- **ASSIGNED TASK**
Copy the entries exactly. Their pictures do not belong in the copy.

==========

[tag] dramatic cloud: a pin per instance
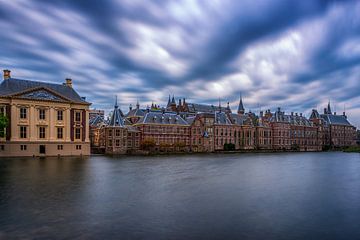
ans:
(294, 54)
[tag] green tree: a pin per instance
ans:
(4, 122)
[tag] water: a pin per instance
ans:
(233, 196)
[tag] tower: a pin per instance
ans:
(241, 109)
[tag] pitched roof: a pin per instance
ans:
(238, 119)
(13, 86)
(198, 108)
(221, 118)
(241, 108)
(136, 113)
(96, 120)
(116, 118)
(335, 119)
(160, 117)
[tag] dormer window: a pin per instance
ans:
(42, 114)
(23, 113)
(77, 116)
(60, 115)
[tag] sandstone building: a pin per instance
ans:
(45, 119)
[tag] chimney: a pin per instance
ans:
(68, 82)
(7, 74)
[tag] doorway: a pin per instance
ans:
(42, 149)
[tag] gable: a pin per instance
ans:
(41, 94)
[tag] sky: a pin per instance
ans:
(296, 55)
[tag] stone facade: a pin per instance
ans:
(203, 128)
(44, 119)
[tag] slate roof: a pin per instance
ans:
(221, 118)
(293, 119)
(197, 108)
(160, 117)
(190, 119)
(335, 119)
(241, 108)
(238, 119)
(96, 120)
(136, 112)
(14, 86)
(117, 117)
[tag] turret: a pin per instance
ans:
(241, 109)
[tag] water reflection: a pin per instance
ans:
(251, 196)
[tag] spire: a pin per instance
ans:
(116, 104)
(116, 118)
(329, 108)
(219, 105)
(241, 109)
(169, 102)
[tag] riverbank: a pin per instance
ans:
(352, 149)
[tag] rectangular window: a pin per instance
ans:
(42, 114)
(23, 112)
(23, 132)
(41, 132)
(60, 133)
(77, 133)
(77, 116)
(60, 114)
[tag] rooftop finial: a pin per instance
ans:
(329, 108)
(241, 109)
(219, 105)
(116, 104)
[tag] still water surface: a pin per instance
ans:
(231, 196)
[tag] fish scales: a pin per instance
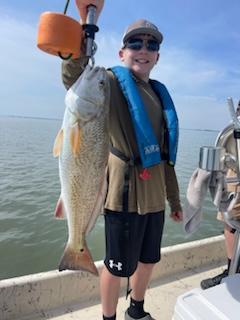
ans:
(83, 154)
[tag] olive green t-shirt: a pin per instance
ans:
(144, 196)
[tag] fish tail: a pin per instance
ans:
(77, 260)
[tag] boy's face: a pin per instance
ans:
(140, 61)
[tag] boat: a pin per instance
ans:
(74, 295)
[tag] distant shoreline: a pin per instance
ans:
(29, 117)
(56, 119)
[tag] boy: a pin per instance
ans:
(140, 175)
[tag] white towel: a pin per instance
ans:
(196, 192)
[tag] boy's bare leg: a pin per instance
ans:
(140, 279)
(109, 288)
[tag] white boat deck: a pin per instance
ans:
(73, 295)
(160, 299)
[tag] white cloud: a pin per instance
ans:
(31, 84)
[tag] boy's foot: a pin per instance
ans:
(211, 282)
(146, 317)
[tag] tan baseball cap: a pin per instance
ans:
(142, 26)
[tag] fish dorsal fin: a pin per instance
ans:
(58, 144)
(75, 139)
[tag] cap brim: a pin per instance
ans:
(156, 34)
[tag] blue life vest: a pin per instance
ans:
(148, 146)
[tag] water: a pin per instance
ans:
(31, 240)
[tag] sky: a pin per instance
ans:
(199, 57)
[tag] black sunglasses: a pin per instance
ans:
(137, 44)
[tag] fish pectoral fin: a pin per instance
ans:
(78, 260)
(58, 144)
(75, 139)
(60, 209)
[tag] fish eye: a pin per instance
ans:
(101, 83)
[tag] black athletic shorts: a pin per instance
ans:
(130, 238)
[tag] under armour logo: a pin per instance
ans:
(117, 265)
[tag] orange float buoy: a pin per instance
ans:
(59, 34)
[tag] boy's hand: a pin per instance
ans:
(82, 8)
(176, 216)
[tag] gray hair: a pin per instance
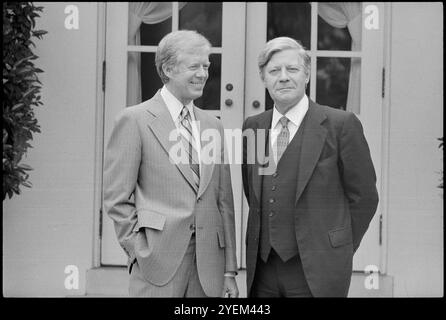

==========

- **RESPONSE TO THE TASK**
[tag] dramatic cloud: a pin per instance
ans:
(294, 54)
[tag] green tree: a pin per instance
ans:
(4, 122)
[tag] water: a pin per instance
ans:
(233, 196)
[tag] tower: a pin per instance
ans:
(241, 109)
[tag] pitched roof: a pin per instance
ans:
(238, 119)
(13, 86)
(198, 108)
(221, 118)
(241, 108)
(136, 113)
(96, 120)
(116, 118)
(335, 119)
(160, 117)
[tag] dormer window: a pin per instance
ans:
(42, 114)
(23, 113)
(77, 116)
(60, 115)
[tag] sandstone building: a pin per instance
ans:
(45, 119)
[tag] chimney: a pin per instance
ans:
(68, 82)
(7, 74)
[tag] doorway: a pin per instance
ans:
(42, 149)
[tag] gable: a pin per instance
ans:
(41, 94)
[tag] sky: a pin per instance
ans:
(296, 55)
[tag] stone facade: a pin per instance
ans:
(203, 128)
(44, 119)
[tag] slate roof: a pin per instance
ans:
(221, 118)
(293, 119)
(197, 108)
(160, 117)
(190, 119)
(335, 119)
(241, 108)
(238, 119)
(96, 120)
(136, 112)
(14, 86)
(117, 117)
[tag] turret: a pin per instance
ans:
(241, 109)
[tag] water reflection: a pin per instance
ans:
(251, 196)
[tag] spire: a pin per instance
ans:
(116, 104)
(116, 118)
(329, 108)
(219, 105)
(241, 109)
(169, 102)
[tag] riverbank: a pin per instance
ans:
(352, 149)
[tag] rectangular window: a pin per instance
ans:
(42, 114)
(23, 112)
(23, 132)
(41, 132)
(60, 133)
(77, 133)
(77, 116)
(60, 114)
[tag] rooftop finial: a pin per instance
ans:
(329, 108)
(241, 109)
(219, 105)
(116, 104)
[tag] still water surface: a pin per instance
ans:
(231, 196)
[tag] fish scales: a pin per instance
ans:
(83, 154)
[tag] olive green t-shirt: a pin per instance
ans:
(144, 196)
[tag] fish tail: a pin per instance
ans:
(77, 260)
[tag] boy's face: a pin per instance
ans:
(140, 61)
[tag] boat: a pin per instance
ans:
(74, 295)
[tag] distant shoreline: a pin per instance
ans:
(29, 117)
(56, 119)
[tag] boy: a pin per instance
ans:
(140, 175)
[tag] white towel: a pin per instance
ans:
(196, 192)
[tag] boy's bare leg: a pin per instance
ans:
(140, 279)
(109, 288)
[tag] white boat deck: a pin per instance
ans:
(73, 295)
(160, 299)
[tag] white cloud: a pin per instance
ans:
(31, 84)
[tag] boy's foot: a pin per instance
ans:
(211, 282)
(146, 317)
[tag] tan baseball cap: a pin per instance
ans:
(142, 26)
[tag] fish dorsal fin: a pin per instance
ans:
(58, 144)
(75, 139)
[tag] cap brim: a pin per instance
ans:
(156, 34)
[tag] blue life vest: a pin per instance
ans:
(148, 146)
[tag] water: a pin per instance
ans:
(31, 240)
[tag] sky: a pin per instance
ans:
(199, 57)
[tag] black sunglasses: a pin per instance
ans:
(137, 44)
[tag] fish pectoral fin: a pin per instance
ans:
(78, 260)
(58, 144)
(75, 139)
(60, 209)
[tag] fish eye: a pin per instance
ans:
(101, 83)
[tag] black athletic shorts: a pin per instance
ans:
(130, 238)
[tag] under armour logo: a pin per instance
ans:
(117, 265)
[tag] orange float buoy: a pin per instance
ans:
(59, 34)
[tag] boy's hand: a pin per instance
ans:
(82, 8)
(176, 216)
[tag] gray hair: a pin per instance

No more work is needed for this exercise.